Stated task —
Copy out the records word for word, from the line containing "Return one point per instance of the red" through the line containing "Return one point per instance of the raised", both lines included.

Listed entries —
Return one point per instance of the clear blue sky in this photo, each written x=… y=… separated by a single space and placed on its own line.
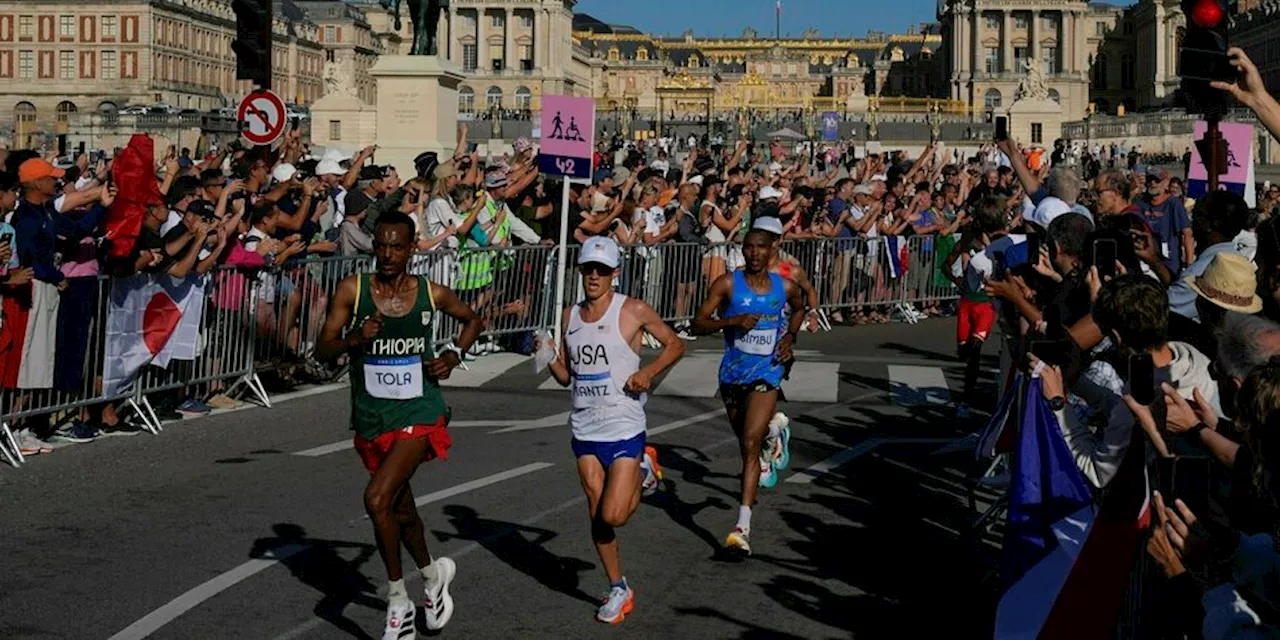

--

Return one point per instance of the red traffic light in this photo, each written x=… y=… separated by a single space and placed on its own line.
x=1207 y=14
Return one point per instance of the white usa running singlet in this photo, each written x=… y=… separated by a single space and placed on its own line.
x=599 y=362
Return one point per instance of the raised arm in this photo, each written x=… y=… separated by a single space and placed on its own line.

Expected output —
Return one point per instance of the red traffic light in this photo, each written x=… y=… separated by a single space and placed on its own line.
x=1207 y=14
Return one point per instance of the white usa running singlet in this photo, each written x=… y=… separated by a single space and placed on its own line.
x=599 y=362
Return one point per instance of the raised arm in this photo, each written x=… y=… separated by a single space and placed on its own line.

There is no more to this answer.